Work to do: Write out all of the entries exactly, please.

Given records:
►
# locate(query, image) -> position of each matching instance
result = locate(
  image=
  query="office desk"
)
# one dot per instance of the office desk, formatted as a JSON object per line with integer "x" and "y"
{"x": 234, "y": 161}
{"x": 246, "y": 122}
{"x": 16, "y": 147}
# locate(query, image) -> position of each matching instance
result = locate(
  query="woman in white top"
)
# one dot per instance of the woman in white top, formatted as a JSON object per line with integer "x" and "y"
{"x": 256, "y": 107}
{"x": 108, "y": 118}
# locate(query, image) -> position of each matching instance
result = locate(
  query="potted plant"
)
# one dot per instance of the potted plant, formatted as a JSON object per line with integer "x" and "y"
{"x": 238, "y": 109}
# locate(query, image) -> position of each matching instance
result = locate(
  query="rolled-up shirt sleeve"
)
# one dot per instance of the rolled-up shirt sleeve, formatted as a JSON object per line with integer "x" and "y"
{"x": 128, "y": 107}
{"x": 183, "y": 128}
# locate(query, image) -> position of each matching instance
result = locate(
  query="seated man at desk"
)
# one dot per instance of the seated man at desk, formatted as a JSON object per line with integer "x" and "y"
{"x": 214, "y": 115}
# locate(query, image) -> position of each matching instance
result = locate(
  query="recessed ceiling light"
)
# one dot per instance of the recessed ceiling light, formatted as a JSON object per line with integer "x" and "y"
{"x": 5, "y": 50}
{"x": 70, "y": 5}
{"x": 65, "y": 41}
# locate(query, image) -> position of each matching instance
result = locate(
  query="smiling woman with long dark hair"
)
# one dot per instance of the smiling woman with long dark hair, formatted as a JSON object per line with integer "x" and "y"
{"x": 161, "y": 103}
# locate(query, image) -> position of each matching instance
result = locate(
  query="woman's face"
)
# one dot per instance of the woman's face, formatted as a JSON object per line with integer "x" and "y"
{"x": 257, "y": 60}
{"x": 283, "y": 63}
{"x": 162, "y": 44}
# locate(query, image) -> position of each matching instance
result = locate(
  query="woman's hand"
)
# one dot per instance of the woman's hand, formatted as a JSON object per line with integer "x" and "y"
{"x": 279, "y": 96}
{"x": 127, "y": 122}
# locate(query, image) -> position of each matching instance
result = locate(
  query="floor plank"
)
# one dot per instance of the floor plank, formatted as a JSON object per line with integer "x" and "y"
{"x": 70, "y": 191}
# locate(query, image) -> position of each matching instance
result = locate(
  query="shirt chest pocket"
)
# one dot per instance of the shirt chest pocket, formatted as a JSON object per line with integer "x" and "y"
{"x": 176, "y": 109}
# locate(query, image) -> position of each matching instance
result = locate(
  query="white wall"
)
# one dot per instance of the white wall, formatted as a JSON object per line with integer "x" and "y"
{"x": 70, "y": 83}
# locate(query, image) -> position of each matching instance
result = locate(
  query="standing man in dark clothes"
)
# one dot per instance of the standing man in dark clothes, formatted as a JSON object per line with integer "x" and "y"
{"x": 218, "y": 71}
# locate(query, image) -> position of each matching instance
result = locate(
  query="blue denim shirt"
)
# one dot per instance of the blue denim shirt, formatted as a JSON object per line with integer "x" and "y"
◄
The response:
# locate(query, image) -> position of each matching instance
result = locate(
  image=
  query="office desk"
)
# one dot per instance of the office desk, formatted as a JSON object per line with integer "x" and "y"
{"x": 234, "y": 161}
{"x": 246, "y": 122}
{"x": 16, "y": 147}
# locate(query, image) -> position of each matching instance
result = locate(
  query="woman in white top"
)
# one dot per instance of the woman in white top, formatted as a JSON object per line with integer "x" and "y"
{"x": 256, "y": 107}
{"x": 108, "y": 118}
# locate(query, image) -> position of each matching instance
result = locate(
  query="potted plant"
)
# one dot per instance of the potted plant, formatted as a JSON object per line with integer "x" and "y"
{"x": 238, "y": 109}
# locate(query, image) -> position of each matching instance
result = locate(
  query="rolled-up shirt sleeve"
)
# one dot per instance of the rolled-up shirt sleeve, formatted as a JSON object per line with integer "x" and "y"
{"x": 128, "y": 107}
{"x": 183, "y": 128}
# locate(query, image) -> position of each matching instance
result = locate(
  query="seated man at desk"
)
# one dot per instance of the seated man at desk, formatted as a JSON object per line with integer "x" and "y"
{"x": 214, "y": 115}
# locate(query, image) -> position of each matching instance
result = locate(
  query="recessed ceiling light"
)
# one dot per instance of the recessed ceiling light, formatted as a JSON object per line with integer "x" and "y"
{"x": 5, "y": 50}
{"x": 70, "y": 5}
{"x": 65, "y": 41}
# locate(query, image) -> position of each matching instance
result = locate(
  query="smiling woman with long dark hair"
)
# one dot per instance of the smiling woman with long dark hair, formatted as a JSON object per line with integer "x" and "y"
{"x": 161, "y": 103}
# locate(query, image) -> position of each matching instance
result = locate(
  query="woman's face"
)
# one dot per instance of the woman's face, formatted as a JSON object per line with integer "x" and "y"
{"x": 257, "y": 60}
{"x": 283, "y": 63}
{"x": 162, "y": 44}
# locate(query, image) -> position of each matching instance
result = locate(
  query="woman's hand"
)
# one dot per instance of the woman's hand, formatted as a JSON object per line with integer "x" and "y"
{"x": 279, "y": 96}
{"x": 127, "y": 122}
# locate(query, image) -> position of each matching instance
result = locate(
  query="floor plank"
)
# one dot per instance of the floor plank, formatted as a JSON object per line with integer "x" and "y"
{"x": 70, "y": 191}
# locate(query, image) -> position of each matching instance
result = locate(
  query="shirt chest pocket"
)
# one dot per instance of the shirt chest pocket, formatted as a JSON object per line with integer "x" and "y"
{"x": 176, "y": 109}
# locate(query, image) -> position of each matching instance
result = locate(
  query="white wall"
)
# one dot per instance of the white wall, formatted as a JSON object per line with integer "x" and "y"
{"x": 70, "y": 83}
# locate(query, image) -> position of each matching instance
result = locate(
  query="standing man in dark clothes"
)
# one dot per instance of the standing man in dark clothes, formatted as a JSON object per line with integer "x" and "y"
{"x": 218, "y": 71}
# locate(query, image) -> position of each matching instance
result = locate(
  query="blue denim shirt"
)
# one dot per instance of the blue denim shirt, formatted as a JSON object per line with integer "x" and "y"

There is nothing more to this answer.